INSTRUCTIONS FOR THE TASK>
Starting with the line containing "Where can you spot the short" and going on through the end of the rows, express those rows as a two-column CSV headed text and answer, one line per row. Put each value in its own quoted field, with line breaks turned into spaces.

GIVEN ENTRIES>
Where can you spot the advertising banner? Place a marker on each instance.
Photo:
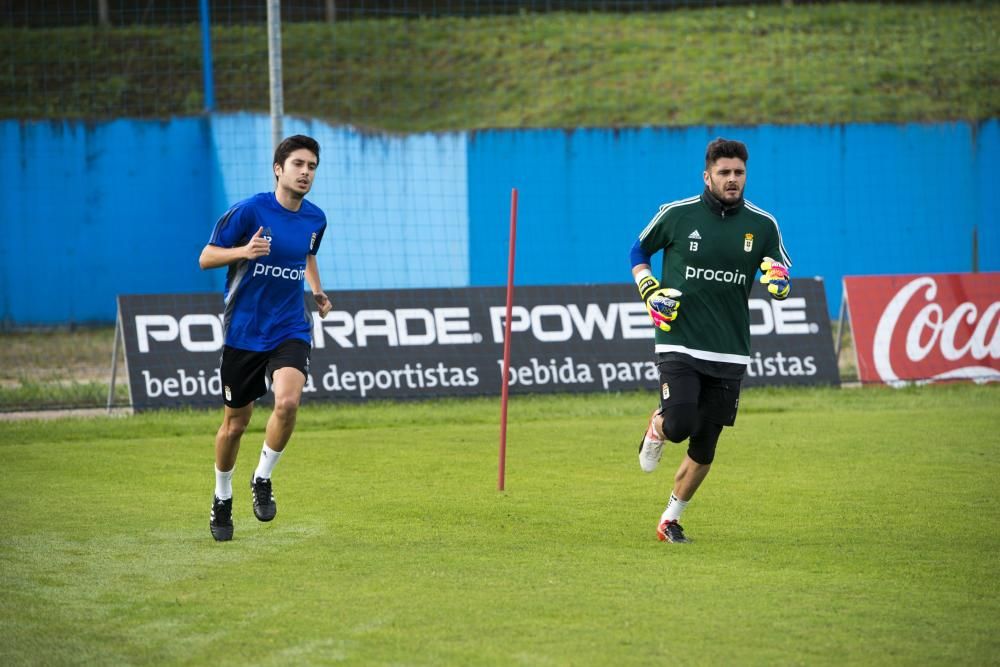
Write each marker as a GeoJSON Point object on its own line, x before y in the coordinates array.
{"type": "Point", "coordinates": [425, 343]}
{"type": "Point", "coordinates": [925, 327]}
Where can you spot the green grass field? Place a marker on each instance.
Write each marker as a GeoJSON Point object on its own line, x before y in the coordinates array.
{"type": "Point", "coordinates": [837, 527]}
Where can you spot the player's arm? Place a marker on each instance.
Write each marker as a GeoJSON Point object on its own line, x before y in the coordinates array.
{"type": "Point", "coordinates": [214, 256]}
{"type": "Point", "coordinates": [661, 304]}
{"type": "Point", "coordinates": [312, 277]}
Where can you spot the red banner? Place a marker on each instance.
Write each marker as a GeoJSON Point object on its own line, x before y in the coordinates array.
{"type": "Point", "coordinates": [925, 327]}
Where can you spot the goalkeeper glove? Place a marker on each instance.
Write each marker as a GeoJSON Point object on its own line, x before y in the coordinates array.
{"type": "Point", "coordinates": [775, 277]}
{"type": "Point", "coordinates": [661, 304]}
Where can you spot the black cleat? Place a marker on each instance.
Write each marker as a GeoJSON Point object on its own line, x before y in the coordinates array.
{"type": "Point", "coordinates": [671, 531]}
{"type": "Point", "coordinates": [221, 523]}
{"type": "Point", "coordinates": [264, 507]}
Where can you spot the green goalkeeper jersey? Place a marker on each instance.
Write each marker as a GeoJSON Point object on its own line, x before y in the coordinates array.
{"type": "Point", "coordinates": [712, 254]}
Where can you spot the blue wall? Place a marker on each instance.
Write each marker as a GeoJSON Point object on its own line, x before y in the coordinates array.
{"type": "Point", "coordinates": [94, 210]}
{"type": "Point", "coordinates": [851, 199]}
{"type": "Point", "coordinates": [124, 207]}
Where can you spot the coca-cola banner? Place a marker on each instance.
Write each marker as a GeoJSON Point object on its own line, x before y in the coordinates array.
{"type": "Point", "coordinates": [925, 327]}
{"type": "Point", "coordinates": [449, 342]}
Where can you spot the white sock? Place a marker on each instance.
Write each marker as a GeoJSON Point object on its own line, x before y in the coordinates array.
{"type": "Point", "coordinates": [224, 484]}
{"type": "Point", "coordinates": [268, 459]}
{"type": "Point", "coordinates": [674, 509]}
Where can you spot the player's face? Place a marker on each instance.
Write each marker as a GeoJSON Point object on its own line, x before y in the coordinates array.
{"type": "Point", "coordinates": [297, 174]}
{"type": "Point", "coordinates": [726, 179]}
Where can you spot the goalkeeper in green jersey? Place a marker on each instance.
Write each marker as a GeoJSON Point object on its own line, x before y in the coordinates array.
{"type": "Point", "coordinates": [713, 245]}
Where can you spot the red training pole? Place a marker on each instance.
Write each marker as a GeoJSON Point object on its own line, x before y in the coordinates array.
{"type": "Point", "coordinates": [506, 342]}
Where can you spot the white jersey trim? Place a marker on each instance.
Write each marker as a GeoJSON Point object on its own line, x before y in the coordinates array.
{"type": "Point", "coordinates": [785, 259]}
{"type": "Point", "coordinates": [704, 354]}
{"type": "Point", "coordinates": [663, 211]}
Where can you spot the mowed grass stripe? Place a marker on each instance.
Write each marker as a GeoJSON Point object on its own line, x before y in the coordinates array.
{"type": "Point", "coordinates": [837, 527]}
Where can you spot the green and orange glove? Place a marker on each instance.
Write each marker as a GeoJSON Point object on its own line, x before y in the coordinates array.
{"type": "Point", "coordinates": [775, 276]}
{"type": "Point", "coordinates": [661, 303]}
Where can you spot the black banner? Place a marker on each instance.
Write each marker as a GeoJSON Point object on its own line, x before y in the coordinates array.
{"type": "Point", "coordinates": [449, 342]}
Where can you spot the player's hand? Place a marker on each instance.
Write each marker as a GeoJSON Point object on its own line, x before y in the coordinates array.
{"type": "Point", "coordinates": [322, 303]}
{"type": "Point", "coordinates": [775, 276]}
{"type": "Point", "coordinates": [661, 304]}
{"type": "Point", "coordinates": [258, 245]}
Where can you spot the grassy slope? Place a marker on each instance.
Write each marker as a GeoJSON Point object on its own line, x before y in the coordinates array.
{"type": "Point", "coordinates": [838, 527]}
{"type": "Point", "coordinates": [813, 64]}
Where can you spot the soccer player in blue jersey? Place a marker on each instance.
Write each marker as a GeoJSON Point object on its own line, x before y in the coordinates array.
{"type": "Point", "coordinates": [269, 244]}
{"type": "Point", "coordinates": [713, 245]}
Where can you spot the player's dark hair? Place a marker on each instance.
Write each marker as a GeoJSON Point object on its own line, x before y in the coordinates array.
{"type": "Point", "coordinates": [720, 148]}
{"type": "Point", "coordinates": [292, 144]}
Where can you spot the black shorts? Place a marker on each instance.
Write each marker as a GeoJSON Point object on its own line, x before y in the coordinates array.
{"type": "Point", "coordinates": [243, 371]}
{"type": "Point", "coordinates": [718, 399]}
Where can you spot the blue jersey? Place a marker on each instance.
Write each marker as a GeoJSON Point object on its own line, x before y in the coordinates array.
{"type": "Point", "coordinates": [264, 300]}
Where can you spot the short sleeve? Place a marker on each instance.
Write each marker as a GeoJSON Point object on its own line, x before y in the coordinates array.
{"type": "Point", "coordinates": [234, 227]}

RESULT FOR THIS TASK>
text,answer
"Where can you spot the short sleeve? Place a marker on each instance. Write each marker as a GeoJSON Point object on its own line, x before y in the coordinates array.","{""type"": ""Point"", ""coordinates"": [234, 227]}"